Dataset excerpt

━━━━━━

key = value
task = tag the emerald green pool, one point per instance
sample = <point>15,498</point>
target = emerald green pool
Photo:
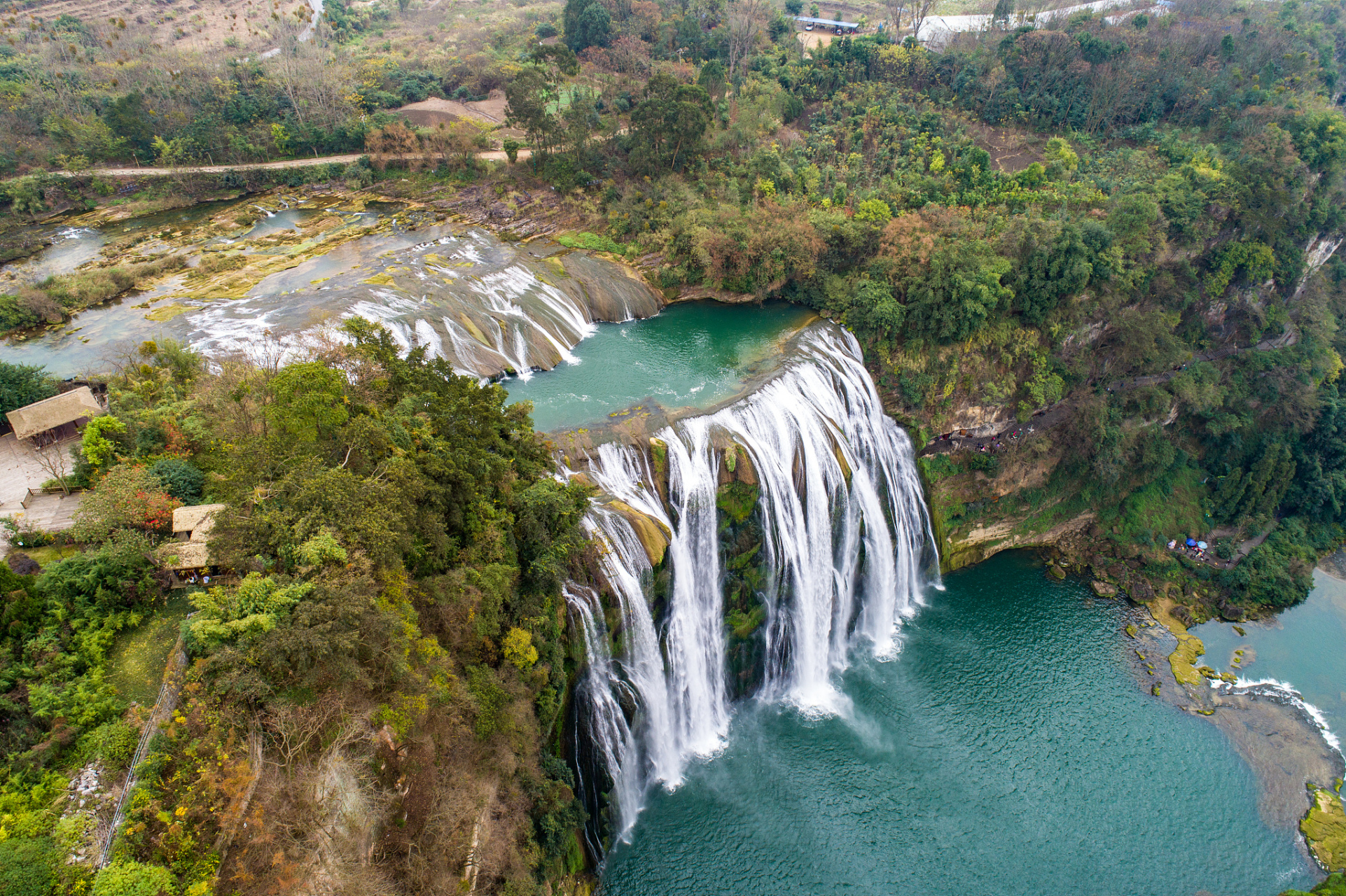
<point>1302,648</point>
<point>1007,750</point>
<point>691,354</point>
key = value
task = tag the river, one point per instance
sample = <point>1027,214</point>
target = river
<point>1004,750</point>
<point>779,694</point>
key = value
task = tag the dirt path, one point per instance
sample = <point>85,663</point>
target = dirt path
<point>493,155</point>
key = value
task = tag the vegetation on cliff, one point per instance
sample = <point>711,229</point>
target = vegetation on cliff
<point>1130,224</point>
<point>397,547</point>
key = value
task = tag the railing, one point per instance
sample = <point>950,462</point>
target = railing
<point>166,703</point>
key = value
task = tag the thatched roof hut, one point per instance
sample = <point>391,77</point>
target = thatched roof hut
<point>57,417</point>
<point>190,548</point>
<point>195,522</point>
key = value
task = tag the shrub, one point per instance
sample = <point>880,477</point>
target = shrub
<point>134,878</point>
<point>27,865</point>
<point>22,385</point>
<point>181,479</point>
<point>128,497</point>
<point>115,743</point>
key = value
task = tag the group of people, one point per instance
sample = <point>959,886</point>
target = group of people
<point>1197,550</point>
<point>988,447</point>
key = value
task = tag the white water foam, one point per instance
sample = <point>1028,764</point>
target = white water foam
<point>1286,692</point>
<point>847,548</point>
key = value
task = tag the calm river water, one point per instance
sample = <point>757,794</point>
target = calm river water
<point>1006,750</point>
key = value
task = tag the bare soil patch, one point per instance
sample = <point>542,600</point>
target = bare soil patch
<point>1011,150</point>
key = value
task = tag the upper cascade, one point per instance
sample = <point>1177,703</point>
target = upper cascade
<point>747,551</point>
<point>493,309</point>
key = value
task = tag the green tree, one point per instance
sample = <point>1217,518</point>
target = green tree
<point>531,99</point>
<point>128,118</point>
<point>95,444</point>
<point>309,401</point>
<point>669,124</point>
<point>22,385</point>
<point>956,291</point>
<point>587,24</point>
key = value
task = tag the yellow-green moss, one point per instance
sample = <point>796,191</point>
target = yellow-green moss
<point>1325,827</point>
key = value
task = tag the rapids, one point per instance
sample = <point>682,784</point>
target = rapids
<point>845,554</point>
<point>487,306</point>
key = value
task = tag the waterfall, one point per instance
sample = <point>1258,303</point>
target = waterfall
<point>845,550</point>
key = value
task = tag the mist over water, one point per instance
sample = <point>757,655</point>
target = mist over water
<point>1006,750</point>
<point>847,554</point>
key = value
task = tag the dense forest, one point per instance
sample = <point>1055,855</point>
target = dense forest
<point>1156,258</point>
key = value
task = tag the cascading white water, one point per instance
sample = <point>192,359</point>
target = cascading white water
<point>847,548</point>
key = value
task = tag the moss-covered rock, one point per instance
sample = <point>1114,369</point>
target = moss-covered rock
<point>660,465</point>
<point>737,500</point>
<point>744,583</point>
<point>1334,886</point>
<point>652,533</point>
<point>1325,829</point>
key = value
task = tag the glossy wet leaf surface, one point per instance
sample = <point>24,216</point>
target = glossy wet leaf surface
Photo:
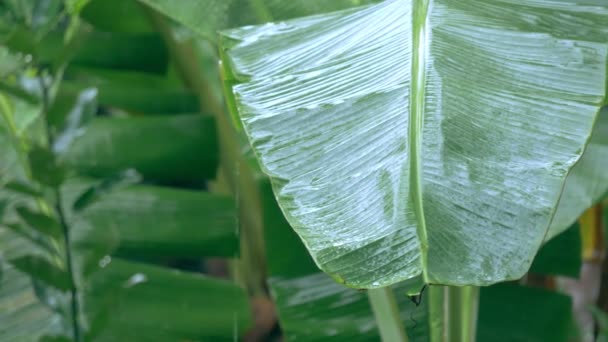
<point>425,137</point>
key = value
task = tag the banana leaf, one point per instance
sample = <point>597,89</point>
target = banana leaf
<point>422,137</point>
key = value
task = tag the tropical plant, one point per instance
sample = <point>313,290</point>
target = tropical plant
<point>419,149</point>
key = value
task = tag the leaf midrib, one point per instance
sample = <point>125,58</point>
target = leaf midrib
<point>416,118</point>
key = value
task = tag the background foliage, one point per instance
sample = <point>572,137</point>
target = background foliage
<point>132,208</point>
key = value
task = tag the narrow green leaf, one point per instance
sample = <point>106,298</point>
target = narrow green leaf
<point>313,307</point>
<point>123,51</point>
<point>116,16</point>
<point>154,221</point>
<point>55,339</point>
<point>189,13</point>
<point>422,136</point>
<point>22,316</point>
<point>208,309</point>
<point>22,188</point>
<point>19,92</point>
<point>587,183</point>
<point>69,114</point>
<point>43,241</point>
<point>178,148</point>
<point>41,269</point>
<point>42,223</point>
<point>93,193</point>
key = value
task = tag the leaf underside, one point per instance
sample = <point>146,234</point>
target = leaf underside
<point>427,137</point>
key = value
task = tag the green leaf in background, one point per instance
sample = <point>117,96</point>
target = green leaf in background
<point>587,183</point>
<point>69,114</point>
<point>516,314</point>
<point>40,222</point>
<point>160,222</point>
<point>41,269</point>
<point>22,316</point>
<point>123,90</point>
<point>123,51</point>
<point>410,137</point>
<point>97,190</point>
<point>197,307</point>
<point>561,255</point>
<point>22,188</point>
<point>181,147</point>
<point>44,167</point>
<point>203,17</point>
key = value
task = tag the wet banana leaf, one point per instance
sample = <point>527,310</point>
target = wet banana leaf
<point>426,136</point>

━━━━━━

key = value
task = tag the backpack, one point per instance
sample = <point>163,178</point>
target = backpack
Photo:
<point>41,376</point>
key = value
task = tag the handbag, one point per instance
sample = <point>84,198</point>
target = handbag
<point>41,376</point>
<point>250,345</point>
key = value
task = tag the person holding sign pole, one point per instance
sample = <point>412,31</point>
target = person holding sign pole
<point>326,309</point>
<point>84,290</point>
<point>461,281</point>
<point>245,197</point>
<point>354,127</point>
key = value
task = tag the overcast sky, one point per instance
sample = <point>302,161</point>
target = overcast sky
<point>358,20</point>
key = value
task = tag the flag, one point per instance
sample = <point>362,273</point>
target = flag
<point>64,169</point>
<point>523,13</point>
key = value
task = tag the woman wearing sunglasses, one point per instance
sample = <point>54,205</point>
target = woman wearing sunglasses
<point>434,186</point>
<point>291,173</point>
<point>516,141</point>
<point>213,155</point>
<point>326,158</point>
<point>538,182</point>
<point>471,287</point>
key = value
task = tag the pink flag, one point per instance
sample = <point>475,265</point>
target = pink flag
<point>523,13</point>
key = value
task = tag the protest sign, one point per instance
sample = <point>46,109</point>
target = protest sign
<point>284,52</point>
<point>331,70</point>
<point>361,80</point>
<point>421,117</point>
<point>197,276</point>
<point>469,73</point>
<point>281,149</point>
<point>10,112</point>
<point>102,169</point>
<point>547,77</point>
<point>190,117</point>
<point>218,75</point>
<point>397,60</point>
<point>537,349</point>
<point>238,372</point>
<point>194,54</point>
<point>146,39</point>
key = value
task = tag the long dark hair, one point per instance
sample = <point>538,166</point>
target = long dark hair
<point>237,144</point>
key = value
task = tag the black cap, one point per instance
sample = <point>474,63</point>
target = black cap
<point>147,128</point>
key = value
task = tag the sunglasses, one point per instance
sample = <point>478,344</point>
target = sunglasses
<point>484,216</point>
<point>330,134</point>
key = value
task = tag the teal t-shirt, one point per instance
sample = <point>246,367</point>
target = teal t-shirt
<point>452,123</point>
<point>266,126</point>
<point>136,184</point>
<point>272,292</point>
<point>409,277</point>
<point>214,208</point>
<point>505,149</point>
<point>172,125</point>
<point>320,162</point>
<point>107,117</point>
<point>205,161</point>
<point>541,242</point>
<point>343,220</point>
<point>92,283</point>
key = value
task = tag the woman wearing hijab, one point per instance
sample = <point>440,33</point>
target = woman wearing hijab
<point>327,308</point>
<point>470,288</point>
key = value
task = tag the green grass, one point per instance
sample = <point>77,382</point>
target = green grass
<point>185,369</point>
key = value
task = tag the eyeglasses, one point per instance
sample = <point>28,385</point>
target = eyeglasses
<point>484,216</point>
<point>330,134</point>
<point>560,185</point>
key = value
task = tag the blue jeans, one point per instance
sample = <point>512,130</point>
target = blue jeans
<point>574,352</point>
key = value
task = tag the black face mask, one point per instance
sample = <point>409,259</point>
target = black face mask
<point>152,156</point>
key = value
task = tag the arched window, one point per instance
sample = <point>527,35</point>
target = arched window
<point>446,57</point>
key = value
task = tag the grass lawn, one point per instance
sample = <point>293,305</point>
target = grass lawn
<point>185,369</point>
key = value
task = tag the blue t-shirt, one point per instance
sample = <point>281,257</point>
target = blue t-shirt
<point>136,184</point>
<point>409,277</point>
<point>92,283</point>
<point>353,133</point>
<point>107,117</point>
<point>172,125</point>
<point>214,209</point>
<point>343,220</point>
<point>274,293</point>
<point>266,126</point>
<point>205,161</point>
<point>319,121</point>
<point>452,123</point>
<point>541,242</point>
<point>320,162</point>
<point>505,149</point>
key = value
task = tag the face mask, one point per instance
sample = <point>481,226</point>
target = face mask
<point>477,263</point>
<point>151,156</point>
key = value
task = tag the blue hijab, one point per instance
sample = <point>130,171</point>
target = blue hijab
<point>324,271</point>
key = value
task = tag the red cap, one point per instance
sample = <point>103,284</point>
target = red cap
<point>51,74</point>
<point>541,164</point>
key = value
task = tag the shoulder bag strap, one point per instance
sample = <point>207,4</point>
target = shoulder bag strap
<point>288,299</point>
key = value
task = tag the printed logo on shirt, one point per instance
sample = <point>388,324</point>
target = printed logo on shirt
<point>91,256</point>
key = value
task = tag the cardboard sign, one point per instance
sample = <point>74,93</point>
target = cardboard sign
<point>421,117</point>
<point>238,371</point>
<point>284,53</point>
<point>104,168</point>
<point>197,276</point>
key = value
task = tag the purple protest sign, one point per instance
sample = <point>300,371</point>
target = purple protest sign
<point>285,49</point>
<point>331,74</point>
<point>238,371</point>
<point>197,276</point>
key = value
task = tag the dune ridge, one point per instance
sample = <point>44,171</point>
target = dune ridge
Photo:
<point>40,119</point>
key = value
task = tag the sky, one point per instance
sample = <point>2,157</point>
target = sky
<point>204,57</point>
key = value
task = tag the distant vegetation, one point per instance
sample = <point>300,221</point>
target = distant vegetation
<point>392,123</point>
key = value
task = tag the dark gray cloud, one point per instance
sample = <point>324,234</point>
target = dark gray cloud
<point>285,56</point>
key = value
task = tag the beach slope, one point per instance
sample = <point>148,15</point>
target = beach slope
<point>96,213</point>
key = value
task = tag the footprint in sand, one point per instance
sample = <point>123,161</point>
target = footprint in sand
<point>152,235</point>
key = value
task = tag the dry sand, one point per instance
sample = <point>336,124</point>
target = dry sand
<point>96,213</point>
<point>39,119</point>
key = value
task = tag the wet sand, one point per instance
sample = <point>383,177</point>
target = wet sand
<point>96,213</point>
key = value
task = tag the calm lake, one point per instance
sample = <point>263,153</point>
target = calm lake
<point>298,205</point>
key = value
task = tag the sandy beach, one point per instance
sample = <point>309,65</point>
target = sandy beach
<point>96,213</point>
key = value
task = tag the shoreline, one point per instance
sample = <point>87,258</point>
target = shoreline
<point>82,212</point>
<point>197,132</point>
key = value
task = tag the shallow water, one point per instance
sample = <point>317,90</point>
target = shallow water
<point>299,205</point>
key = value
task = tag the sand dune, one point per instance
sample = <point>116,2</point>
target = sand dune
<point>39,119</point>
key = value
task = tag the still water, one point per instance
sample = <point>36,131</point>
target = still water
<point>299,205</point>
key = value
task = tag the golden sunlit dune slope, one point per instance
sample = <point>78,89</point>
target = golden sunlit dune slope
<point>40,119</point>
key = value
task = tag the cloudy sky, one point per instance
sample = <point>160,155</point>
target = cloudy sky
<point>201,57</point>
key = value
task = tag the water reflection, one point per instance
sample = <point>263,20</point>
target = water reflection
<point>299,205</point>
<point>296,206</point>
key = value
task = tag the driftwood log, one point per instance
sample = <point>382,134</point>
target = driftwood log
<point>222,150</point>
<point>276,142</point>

━━━━━━

Gather every line in the data above that contains the word "cardboard". Case matters.

Written solution
task = tag the cardboard sign, one point per instance
target = cardboard sign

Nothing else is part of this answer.